━━ Given text

On Oct. 19, at a multilateral meeting in Vienna focused on nuclear transparency, U.S. and Iranian representatives will meet for the second time in a month in the hopes of working out the modality by which the International Atomic Energy Agency (IAEA) will inspect Iran's newly revealed enrichment facility known as Fardo, near the holy city of Qom.
This particular issue is relatively straightforward, and the negotiations will likely result in the Fardo facility being placed under the IAEA's regular regime of inspections, already firmly in place with respect to Iran's other nuclear facilities. But it is nonetheless tied in with the more complicated issue of Iran's request for assistance with its medical research reactor in Tehran, which will run out of nuclear fuel by the end of 2010. The request was initially floated by Iranian President Mahmoud Ahmadinejad during his recent tour of the United Nations in New York.
Concerning the latter, the U.S., Russia and France, in coordination with the IAEA, have been secretly developing a plan for the delivery of high-enriched uranium (HEU) to the Tehran reactor for several months. Under the plan, which was broached at the last meeting with Iranian negotiators on Oct. 2, Iran would ship its stockpiles of low-enriched uranium to Russia for further refinement -- from 4 percent to the 20 percent required by the Tehran reactor -- with subsequent conversion to nuclear fuel cells taking place in France. The timetable and modality of the transaction, which has yet to be agreed upon, would be under the full aegis of IAEA.

━━━━

* _The task_: From the Iran nuclear passage, extract the span from "On Oct. 19, at" to "city of Qom." without changing any words. The items that come after the Iran nuclear passage are separate material with no tie to it.

━━ Source information

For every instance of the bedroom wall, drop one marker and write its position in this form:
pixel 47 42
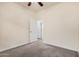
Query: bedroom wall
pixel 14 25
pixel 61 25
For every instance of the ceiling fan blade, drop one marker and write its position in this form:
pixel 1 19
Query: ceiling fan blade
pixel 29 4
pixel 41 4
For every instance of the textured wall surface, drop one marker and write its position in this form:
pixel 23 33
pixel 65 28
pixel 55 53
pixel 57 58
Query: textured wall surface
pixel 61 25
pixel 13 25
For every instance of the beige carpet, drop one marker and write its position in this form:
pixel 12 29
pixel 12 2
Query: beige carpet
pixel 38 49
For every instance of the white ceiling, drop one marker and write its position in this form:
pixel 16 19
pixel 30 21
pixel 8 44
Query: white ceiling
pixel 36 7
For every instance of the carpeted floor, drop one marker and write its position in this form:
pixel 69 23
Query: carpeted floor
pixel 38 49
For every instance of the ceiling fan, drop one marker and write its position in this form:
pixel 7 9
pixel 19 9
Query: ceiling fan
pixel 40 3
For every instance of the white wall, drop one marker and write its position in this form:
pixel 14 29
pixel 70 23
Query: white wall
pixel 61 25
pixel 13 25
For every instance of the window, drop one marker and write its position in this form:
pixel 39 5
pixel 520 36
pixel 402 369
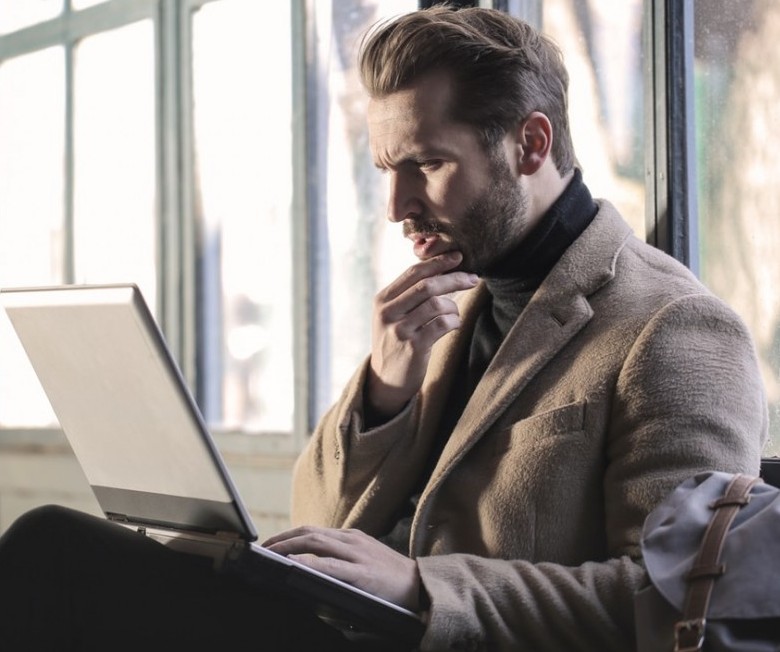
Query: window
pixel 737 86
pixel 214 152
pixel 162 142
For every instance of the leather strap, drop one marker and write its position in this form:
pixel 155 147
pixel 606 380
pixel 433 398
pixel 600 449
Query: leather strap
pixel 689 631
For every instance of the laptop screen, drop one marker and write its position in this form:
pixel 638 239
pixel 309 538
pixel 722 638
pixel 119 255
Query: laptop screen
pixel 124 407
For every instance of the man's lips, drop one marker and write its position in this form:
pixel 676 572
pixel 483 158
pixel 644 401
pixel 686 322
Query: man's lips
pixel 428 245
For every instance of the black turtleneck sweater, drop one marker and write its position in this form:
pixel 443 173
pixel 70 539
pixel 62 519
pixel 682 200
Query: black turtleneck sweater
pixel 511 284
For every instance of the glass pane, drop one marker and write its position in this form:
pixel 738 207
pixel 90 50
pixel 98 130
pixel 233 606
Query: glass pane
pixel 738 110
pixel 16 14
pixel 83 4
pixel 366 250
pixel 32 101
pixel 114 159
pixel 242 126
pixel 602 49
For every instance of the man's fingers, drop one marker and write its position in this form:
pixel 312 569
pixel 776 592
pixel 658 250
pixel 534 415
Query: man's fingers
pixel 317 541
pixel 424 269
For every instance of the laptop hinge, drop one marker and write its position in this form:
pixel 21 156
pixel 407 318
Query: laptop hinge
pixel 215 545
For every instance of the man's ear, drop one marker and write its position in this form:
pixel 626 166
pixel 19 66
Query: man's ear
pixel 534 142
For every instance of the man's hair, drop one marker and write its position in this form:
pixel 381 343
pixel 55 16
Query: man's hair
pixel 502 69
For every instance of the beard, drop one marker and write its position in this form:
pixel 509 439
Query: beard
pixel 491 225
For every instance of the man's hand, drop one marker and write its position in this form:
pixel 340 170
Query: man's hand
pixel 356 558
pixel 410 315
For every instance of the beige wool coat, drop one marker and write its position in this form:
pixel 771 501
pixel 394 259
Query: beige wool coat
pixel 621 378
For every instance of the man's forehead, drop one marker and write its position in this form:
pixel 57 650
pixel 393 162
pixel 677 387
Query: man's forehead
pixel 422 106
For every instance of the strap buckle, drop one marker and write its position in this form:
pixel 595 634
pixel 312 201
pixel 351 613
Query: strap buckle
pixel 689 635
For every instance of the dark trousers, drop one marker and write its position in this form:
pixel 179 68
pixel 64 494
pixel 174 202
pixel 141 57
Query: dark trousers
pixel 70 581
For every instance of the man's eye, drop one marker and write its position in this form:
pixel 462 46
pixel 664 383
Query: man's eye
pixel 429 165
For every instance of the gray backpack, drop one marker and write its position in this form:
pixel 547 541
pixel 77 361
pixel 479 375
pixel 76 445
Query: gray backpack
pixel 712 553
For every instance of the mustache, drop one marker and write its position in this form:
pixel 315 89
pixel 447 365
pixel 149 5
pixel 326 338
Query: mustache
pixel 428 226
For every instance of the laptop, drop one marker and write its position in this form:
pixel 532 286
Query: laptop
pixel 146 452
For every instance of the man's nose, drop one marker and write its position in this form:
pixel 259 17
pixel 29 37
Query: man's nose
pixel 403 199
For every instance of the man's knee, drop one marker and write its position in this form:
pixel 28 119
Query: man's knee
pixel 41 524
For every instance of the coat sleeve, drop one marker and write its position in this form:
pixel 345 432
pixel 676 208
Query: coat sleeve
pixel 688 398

━━━━
━━ Source information

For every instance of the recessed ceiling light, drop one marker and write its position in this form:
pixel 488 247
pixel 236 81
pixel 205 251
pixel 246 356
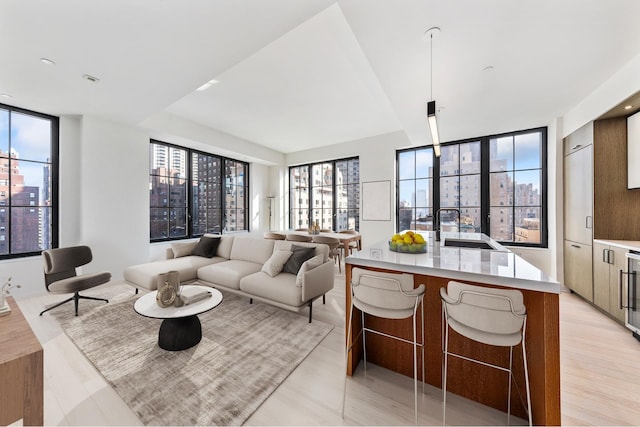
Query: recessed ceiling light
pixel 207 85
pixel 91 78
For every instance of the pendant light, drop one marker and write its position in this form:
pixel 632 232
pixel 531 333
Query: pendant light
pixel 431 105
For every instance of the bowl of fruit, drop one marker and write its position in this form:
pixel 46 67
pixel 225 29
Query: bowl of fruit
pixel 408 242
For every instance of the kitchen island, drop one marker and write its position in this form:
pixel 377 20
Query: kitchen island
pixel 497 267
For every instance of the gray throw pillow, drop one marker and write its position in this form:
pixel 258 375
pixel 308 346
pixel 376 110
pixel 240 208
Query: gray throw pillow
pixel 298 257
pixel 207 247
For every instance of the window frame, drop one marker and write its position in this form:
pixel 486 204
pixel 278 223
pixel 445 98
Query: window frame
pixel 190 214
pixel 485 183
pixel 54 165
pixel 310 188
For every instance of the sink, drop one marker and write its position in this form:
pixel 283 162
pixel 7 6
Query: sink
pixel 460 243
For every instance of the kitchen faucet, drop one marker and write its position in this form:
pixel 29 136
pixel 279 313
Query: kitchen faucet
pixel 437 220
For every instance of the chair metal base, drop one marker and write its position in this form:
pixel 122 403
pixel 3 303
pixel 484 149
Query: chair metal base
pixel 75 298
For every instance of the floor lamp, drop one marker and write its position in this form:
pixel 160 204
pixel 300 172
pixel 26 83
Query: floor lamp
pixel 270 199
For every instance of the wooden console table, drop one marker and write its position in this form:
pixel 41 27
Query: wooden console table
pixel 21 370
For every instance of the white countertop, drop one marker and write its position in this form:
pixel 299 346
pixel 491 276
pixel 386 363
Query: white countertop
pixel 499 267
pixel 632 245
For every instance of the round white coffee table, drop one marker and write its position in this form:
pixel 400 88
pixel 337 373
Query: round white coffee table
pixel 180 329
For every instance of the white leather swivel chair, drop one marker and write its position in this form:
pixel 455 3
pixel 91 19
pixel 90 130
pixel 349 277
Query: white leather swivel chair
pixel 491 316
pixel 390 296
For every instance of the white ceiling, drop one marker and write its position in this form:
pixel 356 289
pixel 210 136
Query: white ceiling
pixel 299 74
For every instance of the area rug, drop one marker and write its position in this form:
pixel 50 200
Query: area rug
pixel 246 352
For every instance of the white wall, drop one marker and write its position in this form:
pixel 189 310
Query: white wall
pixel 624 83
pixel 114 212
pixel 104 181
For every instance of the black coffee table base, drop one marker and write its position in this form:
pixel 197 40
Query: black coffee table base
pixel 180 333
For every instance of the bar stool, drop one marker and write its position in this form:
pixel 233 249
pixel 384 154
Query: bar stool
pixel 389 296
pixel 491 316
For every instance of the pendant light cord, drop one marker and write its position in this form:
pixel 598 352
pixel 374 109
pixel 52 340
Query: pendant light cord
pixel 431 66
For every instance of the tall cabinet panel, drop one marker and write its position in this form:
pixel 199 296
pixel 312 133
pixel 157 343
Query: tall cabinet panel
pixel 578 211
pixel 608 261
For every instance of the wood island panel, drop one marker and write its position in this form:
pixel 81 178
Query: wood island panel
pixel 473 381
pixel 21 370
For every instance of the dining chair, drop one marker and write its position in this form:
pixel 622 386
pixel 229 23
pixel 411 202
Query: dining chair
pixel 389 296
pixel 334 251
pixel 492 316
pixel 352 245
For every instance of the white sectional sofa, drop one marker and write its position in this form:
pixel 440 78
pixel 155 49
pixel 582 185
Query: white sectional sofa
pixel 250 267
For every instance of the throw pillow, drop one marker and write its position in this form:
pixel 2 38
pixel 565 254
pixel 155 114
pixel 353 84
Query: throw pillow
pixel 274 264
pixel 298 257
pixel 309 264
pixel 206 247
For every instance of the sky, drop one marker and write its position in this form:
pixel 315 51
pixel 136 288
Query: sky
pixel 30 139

━━━━

* _Reply_:
On Oct. 19, at a multilateral meeting in Vienna focused on nuclear transparency, U.S. and Iranian representatives will meet for the second time in a month in the hopes of working out the modality by which the International Atomic Energy Agency (IAEA) will inspect Iran's newly revealed enrichment facility known as Fardo, near the holy city of Qom.